- Itki Location in Jharkhand, India Itki Itki (India)
- Coordinates: 23°21′24″N 85°07′21″E﻿ / ﻿23.3568°N 85.1226°E
- Country: India
- State: Jharkhand
- District: Ranchi

Population (2011)
- • Total: 12,174

Languages (*For language details see Itki block#Language and religion)
- • Official: Hindi, Urdu
- Time zone: UTC+5:30 (IST)
- PIN: 835301
- Telephone/ STD code: 06529
- Vehicle registration: JH 01
- Literacy: 82.93%
- Lok Sabha constituency: Lohardaga
- Vidhan Sabha constituency: Mandar
- Website: ranchi.nic.in

= Itki, India =

Itki (also Itkithakurgaon) is a village with four panchayat Itki East, Itki West, Malti and Semra in the Itki CD block in the Ranchi Sadar subdivision of the Ranchi district in the Indian state of Jharkhand.

==Geography==

===Location===
Itki is located at .

===Area overview===
The map alongside shows a part of the Ranchi plateau, most of it at an average elevation of 2,140 feet above sea level. Only a small part in the north-eastern part of the district is the lower Ranchi plateau, spread over Silli, Rahe, Sonahatu and Tamar CD blocks, at an elevation of 500 to 1,000 feet above sea level. There is a 16 km long ridge south-west of Ranchi. There are isolated hills in the central plateau. The principal river of the district, the Subarnarekha, originates near Ratu, flows in an easterly direction and descends from the plateau, with a drop of about 300 feet at Hundru Falls. Subarnarekha and other important rivers are marked on the map. The forested area is shaded in the map. A major part of the North Karanpura Area and some fringe areas of the Piparwar Area of the Central Coalfields Limited, both located in the North Karanpura Coalfield, are in Ranchi district. There has been extensive industrial activity in Ranchi district, since independence. Ranchi district is the first in the state in terms of population. 8.83% of the total population of the state lives in this district - 56.9% is rural population and 43.1% is urban population.

Note: The map alongside presents some of the notable locations in the district. All places marked in the map are linked in the larger full screen map.

==Civic administration==
===Police station===
There is a police station at Itki.

===CD block HQ===
The headquarters of Itki CD block are located at Itki village.

==Demographics==
According to the 2011 Census of India, Itkithakurgaon had a total population of 12,174, of which 6,141 (50%) were males and 6,033 (50%) were females. Population in the age range 0–6 years was 1,668. The total number of literate persons in Itkithakurgaon was 8,713 (82.93% of the population over 6 years).

==Transport==
There is a railway station at Itki on the Ranchi-Tori line.
There is a Bus Station at Itki Baazar Tar

==Education==
Lal Mohan Inter College is a Hindi-medium coeducational institution established in 2005. It has facilities for teaching in classes XI and XII.

St. Agnes Balika High School is a Hindi-medium girls only institution established in 1961. It has facilities for teaching from class VII to class X. It has a playground, a library with 1,500 books and has 1 computer for teaching and learning purposes.

Al Kuasar Balika High School is a Hindi-medium girls only institution established in 2008. It has facilities for teaching from class VI to class X.

Itki Balika High School is a Hindi-medium girls only institution established in 1982. It has facilities for teaching in classes IX and X. It has a library with 370 books.

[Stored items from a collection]
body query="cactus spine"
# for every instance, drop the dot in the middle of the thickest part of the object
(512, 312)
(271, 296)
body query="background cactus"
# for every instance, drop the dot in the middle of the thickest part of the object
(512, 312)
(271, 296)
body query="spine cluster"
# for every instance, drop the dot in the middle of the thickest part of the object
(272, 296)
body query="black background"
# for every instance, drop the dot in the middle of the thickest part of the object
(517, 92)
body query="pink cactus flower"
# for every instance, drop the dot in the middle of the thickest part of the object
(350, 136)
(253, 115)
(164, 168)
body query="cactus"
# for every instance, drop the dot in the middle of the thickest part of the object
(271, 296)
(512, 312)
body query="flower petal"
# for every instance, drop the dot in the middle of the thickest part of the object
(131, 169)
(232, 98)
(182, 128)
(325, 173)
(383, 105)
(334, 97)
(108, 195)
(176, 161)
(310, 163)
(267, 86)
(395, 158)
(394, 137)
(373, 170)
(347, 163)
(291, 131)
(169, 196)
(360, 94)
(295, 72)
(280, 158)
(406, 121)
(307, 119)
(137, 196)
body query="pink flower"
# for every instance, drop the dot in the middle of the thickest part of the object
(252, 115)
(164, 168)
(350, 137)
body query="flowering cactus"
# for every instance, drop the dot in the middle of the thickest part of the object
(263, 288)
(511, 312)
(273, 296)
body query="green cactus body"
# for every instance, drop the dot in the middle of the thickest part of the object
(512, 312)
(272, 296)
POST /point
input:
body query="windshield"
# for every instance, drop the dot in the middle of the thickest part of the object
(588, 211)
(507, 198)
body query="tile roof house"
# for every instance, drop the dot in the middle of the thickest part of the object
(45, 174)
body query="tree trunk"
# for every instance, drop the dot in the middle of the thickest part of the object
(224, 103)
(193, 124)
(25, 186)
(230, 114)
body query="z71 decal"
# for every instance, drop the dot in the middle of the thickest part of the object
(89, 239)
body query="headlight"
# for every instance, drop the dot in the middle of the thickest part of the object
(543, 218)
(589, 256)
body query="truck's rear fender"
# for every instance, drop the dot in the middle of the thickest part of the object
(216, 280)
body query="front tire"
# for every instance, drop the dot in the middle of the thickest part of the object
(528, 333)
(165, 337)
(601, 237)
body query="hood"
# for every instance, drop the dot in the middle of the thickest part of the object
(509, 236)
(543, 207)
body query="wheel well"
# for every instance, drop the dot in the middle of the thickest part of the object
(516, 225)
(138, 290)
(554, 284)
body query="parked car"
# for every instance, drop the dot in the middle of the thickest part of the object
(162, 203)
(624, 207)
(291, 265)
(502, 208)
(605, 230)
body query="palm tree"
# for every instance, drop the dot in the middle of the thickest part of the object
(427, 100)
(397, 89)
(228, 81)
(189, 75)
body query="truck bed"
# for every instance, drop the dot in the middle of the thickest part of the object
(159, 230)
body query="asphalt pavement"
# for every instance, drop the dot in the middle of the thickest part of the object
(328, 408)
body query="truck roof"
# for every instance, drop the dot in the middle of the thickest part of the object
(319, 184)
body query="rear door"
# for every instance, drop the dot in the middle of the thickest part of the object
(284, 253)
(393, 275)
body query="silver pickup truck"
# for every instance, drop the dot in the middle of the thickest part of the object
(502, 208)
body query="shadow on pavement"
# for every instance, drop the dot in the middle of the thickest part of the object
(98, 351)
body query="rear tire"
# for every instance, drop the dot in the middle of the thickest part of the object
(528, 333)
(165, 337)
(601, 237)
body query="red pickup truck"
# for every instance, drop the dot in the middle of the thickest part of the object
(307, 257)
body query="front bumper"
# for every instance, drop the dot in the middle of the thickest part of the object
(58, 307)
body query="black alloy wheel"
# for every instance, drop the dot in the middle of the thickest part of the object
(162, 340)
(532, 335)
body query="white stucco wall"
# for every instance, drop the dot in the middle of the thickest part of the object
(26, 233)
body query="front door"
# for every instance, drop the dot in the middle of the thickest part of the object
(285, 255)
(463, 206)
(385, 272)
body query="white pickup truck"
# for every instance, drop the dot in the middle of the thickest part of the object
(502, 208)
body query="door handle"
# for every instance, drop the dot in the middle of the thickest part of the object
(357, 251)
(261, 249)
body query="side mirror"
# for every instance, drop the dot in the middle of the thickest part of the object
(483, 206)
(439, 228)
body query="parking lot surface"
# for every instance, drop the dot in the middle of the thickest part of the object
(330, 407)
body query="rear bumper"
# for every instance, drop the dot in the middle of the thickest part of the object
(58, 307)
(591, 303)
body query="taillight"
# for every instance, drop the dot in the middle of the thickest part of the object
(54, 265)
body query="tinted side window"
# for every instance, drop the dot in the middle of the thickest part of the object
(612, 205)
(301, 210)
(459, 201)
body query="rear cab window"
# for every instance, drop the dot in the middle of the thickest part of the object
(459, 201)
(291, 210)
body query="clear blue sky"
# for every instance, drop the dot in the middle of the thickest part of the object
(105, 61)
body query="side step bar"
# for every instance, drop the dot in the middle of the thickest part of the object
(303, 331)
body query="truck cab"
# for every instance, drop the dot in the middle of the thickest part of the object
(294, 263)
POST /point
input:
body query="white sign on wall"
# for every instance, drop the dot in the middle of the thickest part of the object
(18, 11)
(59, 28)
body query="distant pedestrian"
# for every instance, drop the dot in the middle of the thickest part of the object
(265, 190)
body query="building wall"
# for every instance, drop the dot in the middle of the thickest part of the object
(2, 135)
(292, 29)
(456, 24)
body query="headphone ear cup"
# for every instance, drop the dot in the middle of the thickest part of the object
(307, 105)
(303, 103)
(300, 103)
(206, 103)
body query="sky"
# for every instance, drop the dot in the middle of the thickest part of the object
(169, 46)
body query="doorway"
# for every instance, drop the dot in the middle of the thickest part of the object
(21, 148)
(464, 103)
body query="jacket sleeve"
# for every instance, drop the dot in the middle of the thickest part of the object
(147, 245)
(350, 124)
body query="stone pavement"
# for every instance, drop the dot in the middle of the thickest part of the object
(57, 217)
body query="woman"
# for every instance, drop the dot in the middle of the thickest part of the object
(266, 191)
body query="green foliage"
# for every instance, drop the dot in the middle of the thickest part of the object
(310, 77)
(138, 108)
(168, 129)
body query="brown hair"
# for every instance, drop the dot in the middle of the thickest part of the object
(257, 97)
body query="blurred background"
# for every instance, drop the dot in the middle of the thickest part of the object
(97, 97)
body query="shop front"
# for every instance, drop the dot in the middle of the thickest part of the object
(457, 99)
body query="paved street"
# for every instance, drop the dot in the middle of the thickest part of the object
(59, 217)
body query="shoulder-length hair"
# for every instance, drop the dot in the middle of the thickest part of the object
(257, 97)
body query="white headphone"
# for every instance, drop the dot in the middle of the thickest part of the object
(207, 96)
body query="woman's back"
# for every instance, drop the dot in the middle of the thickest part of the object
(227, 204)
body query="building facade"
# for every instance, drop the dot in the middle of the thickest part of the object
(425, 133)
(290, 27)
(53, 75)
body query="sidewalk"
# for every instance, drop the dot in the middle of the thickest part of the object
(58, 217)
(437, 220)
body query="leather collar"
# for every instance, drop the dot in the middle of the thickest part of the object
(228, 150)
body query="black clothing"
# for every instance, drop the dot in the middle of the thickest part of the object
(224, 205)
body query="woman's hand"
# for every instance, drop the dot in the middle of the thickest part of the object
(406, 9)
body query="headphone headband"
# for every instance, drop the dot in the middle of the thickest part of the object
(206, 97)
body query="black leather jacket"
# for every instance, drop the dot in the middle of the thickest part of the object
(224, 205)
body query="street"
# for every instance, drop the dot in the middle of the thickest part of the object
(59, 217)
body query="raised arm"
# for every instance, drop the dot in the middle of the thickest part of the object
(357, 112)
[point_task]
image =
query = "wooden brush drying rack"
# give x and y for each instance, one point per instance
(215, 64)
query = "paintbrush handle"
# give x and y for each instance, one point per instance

* [Action item]: Reproduce the article on Itki starting with "Note: The map" and going on through "full screen map.", replacing "notable locations" with "key sites".

* [Answer section]:
Note: The map alongside presents some of the key sites in the district. All places marked in the map are linked in the larger full screen map.